Exercise instructions — Once you find the line containing "Where can you spot the woman's eye in", output it and every line after it to the end of the records, exactly.

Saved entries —
..........

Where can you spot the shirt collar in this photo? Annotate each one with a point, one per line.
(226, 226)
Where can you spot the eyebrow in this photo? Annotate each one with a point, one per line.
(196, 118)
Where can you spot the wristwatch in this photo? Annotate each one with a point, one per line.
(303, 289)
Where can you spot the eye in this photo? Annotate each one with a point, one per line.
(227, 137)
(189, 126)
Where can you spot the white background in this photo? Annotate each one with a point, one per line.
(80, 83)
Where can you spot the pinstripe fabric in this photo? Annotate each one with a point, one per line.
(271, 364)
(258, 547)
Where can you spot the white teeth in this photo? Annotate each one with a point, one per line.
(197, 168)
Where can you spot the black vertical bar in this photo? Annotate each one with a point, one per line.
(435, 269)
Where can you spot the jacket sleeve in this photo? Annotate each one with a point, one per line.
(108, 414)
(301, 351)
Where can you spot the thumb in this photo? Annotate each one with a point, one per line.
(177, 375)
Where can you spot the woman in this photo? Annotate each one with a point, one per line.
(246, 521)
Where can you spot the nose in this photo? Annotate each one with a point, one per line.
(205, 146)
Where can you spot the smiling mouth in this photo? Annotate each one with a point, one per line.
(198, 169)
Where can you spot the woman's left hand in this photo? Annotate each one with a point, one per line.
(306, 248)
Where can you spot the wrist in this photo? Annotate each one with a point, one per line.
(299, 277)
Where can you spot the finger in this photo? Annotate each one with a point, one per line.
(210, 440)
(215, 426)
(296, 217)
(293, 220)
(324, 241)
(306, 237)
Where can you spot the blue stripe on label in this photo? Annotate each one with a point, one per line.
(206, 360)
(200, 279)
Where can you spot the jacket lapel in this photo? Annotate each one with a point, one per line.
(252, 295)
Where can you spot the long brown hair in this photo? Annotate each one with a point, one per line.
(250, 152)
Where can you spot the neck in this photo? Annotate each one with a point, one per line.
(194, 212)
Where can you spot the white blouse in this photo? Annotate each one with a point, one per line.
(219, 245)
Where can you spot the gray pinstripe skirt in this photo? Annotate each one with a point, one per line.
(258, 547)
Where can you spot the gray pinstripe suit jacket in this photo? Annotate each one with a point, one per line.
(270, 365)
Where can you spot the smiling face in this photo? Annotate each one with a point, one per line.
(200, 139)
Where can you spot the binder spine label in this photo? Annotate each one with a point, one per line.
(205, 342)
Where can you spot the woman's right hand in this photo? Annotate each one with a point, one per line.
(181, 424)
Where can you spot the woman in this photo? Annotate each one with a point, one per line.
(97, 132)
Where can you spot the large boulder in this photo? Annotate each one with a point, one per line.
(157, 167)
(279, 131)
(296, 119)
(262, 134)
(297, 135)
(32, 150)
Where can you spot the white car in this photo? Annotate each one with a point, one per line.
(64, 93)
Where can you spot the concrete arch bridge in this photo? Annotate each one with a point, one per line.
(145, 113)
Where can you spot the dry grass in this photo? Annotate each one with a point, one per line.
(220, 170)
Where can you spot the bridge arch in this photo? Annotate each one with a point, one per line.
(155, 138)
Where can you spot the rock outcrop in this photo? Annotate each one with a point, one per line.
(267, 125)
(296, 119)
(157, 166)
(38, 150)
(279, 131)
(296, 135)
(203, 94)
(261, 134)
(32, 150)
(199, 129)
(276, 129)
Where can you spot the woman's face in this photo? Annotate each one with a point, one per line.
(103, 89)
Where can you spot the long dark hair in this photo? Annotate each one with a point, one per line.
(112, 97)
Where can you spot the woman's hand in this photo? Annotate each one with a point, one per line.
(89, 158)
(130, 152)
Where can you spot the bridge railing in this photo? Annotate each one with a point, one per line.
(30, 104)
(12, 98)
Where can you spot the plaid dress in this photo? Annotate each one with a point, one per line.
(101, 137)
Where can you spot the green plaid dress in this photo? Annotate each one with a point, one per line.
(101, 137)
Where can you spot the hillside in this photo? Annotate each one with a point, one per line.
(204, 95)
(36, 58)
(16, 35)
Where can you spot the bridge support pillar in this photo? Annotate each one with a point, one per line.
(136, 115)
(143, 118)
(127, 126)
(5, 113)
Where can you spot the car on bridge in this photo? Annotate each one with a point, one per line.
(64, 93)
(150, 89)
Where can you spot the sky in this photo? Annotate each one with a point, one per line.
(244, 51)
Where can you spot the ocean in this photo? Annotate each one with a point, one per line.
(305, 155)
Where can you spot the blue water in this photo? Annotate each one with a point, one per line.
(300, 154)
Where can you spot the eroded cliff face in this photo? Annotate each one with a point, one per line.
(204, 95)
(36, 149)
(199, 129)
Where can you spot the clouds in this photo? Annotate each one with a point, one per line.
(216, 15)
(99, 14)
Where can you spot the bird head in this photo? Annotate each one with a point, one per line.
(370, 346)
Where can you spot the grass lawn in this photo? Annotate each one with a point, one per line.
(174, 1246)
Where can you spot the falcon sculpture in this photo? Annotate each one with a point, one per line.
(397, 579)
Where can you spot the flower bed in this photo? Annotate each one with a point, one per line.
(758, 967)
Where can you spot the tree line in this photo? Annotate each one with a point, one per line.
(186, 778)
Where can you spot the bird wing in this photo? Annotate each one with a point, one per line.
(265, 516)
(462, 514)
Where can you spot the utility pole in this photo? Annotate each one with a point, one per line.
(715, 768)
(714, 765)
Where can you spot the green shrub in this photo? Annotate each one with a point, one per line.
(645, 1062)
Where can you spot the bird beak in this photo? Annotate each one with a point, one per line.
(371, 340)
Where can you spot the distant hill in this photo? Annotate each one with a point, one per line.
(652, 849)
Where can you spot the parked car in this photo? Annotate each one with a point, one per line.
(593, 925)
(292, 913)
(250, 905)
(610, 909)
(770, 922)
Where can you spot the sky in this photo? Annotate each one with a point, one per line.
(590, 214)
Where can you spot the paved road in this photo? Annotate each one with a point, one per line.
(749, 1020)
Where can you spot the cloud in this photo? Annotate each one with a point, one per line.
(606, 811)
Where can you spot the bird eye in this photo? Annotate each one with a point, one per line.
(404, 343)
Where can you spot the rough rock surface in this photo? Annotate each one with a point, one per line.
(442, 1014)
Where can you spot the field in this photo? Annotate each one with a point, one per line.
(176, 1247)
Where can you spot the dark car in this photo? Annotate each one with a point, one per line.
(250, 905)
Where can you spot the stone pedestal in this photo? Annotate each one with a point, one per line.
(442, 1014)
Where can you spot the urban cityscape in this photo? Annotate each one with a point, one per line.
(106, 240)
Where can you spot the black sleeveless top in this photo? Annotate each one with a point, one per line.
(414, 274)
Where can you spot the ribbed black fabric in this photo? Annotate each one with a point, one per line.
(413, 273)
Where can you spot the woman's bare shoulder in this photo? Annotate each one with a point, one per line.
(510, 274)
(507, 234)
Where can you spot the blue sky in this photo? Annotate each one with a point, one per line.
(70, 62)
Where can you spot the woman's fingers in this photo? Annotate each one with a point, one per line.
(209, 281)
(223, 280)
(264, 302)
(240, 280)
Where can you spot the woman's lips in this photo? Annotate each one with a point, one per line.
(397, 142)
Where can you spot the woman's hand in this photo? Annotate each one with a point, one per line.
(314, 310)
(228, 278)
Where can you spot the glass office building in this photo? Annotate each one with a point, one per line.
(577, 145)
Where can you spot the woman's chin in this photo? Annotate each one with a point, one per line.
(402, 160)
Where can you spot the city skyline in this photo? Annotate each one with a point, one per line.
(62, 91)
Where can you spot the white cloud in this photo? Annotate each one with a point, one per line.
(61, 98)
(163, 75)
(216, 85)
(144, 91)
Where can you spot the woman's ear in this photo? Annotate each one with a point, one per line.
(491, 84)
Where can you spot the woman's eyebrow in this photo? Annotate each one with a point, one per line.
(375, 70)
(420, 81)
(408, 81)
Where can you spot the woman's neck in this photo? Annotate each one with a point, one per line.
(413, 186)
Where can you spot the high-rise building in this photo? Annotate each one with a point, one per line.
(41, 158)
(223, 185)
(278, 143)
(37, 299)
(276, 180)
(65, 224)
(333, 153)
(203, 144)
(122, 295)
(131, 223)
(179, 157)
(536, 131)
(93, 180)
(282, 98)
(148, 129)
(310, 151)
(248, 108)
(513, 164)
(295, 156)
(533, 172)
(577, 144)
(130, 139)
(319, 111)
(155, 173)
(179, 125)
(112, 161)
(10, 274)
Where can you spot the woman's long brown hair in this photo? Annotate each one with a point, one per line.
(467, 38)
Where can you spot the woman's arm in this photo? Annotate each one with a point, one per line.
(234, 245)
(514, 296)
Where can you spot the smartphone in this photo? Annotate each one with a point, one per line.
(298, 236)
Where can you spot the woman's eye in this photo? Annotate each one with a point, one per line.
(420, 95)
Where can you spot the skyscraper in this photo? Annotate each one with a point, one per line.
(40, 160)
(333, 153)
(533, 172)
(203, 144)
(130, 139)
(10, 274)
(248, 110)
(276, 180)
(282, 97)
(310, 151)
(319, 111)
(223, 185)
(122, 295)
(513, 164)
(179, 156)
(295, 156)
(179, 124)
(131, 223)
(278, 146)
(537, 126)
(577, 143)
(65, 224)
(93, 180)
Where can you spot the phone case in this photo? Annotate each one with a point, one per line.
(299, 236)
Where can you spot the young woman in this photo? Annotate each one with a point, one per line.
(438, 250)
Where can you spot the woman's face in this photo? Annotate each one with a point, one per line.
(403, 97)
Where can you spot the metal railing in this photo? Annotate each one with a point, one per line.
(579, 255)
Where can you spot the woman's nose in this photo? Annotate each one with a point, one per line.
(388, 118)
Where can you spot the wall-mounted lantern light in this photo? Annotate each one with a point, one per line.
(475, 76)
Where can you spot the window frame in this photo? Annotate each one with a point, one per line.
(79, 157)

..........

Answer to the exercise —
Where can you spot the woman's eye in this photo? Annotate each one with a point, one per line.
(420, 95)
Where can you spot the skyscraper in this photo? Annotate each one with a point, one per line.
(40, 160)
(333, 153)
(533, 172)
(203, 144)
(130, 139)
(10, 274)
(248, 110)
(276, 180)
(282, 97)
(310, 151)
(319, 111)
(223, 185)
(122, 295)
(513, 164)
(179, 156)
(295, 156)
(179, 124)
(131, 223)
(278, 146)
(537, 126)
(577, 143)
(65, 224)
(93, 180)
Where can you spot the phone case in this photo? Annotate each one with a point, one per line.
(299, 236)
Where can you spot the young woman in this photo? Annotate each one with a point, one per line.
(438, 250)
Where can you spot the woman's face in this photo? Annotate each one with a point, one per line.
(403, 97)
Where can you spot the metal railing in this photo? Annotate each one with a point, one per line.
(579, 255)
Where can you spot the woman's nose in this photo? Annotate each one with a point, one per line.
(388, 118)
Where can you spot the wall-mounted lantern light in this photo? Annotate each one with a point, one per line.
(475, 76)
Where can you spot the window frame in this photo? Annotate each one with a point, one per line.
(79, 157)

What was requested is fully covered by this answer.